▸ **WHAT IS ASKED**
Reproduce the entire listing below verbatim, keeping every line unchanged.

▸ **MATERIAL FOR THIS EXERCISE**
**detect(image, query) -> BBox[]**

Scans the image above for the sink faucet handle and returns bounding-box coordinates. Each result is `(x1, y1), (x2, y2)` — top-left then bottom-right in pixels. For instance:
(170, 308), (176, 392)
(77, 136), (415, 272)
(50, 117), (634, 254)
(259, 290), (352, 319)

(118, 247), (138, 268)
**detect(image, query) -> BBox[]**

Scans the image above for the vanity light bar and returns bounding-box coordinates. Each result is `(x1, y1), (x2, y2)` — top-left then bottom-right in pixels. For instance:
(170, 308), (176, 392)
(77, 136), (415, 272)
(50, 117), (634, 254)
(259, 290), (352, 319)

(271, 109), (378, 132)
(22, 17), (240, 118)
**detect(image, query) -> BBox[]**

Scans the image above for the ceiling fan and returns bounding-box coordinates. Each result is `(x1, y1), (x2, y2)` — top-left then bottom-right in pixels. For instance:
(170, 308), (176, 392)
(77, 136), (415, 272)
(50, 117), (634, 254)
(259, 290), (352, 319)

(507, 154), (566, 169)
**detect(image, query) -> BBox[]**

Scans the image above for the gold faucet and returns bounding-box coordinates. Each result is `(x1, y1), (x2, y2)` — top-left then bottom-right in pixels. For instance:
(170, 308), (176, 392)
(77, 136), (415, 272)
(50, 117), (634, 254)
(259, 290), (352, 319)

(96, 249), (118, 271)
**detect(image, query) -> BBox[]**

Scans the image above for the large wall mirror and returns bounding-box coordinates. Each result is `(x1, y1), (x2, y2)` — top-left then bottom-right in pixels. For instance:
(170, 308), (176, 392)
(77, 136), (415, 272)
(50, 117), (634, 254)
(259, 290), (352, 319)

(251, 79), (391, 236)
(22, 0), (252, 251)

▸ **TASK OUTPUT**
**detect(image, query) -> BBox[]**

Scans the image above for the sink faucet handle and returns bounding-box coordinates. Each result is `(x1, y1), (x2, y2)` — top-left then bottom-right in pixels. For instance:
(170, 308), (176, 392)
(77, 136), (415, 272)
(50, 117), (634, 254)
(259, 290), (352, 319)

(118, 247), (138, 268)
**detect(image, query) -> BBox[]**

Scans the image above for the vanity light bar and returns bounding-box coordinates. Each result is `(x1, y1), (x2, y2)` — top-left then bottom-right in pixels. For instance:
(170, 308), (176, 392)
(77, 136), (415, 272)
(50, 117), (634, 254)
(259, 290), (352, 319)

(271, 109), (378, 132)
(22, 17), (240, 118)
**detect(image, query) -> BBox[]**

Scans the image above for the ceiling fan and returns bounding-box coordinates. Each result is `(x1, y1), (x2, y2)` — top-left then bottom-right in pixels. For instance:
(170, 308), (176, 392)
(77, 136), (415, 272)
(50, 117), (634, 254)
(259, 290), (352, 319)

(507, 154), (566, 169)
**detect(image, query) -> BBox[]**

Scans the image above for the gold faucet and returns bounding-box coordinates. Each result is `(x1, y1), (x2, y2)` — top-left then bottom-right in pixels. For instance:
(170, 308), (176, 392)
(77, 136), (415, 272)
(50, 117), (634, 254)
(259, 290), (352, 319)

(96, 249), (118, 271)
**detect(image, query) -> BBox[]**

Scans the image above for the large wall mirror and returns bounding-box coordinates. Each result is `(x1, y1), (x2, y2)` — top-left then bottom-right in pixels. For instance:
(170, 308), (176, 392)
(77, 136), (415, 272)
(50, 117), (634, 254)
(259, 290), (352, 319)

(251, 79), (391, 236)
(22, 0), (252, 251)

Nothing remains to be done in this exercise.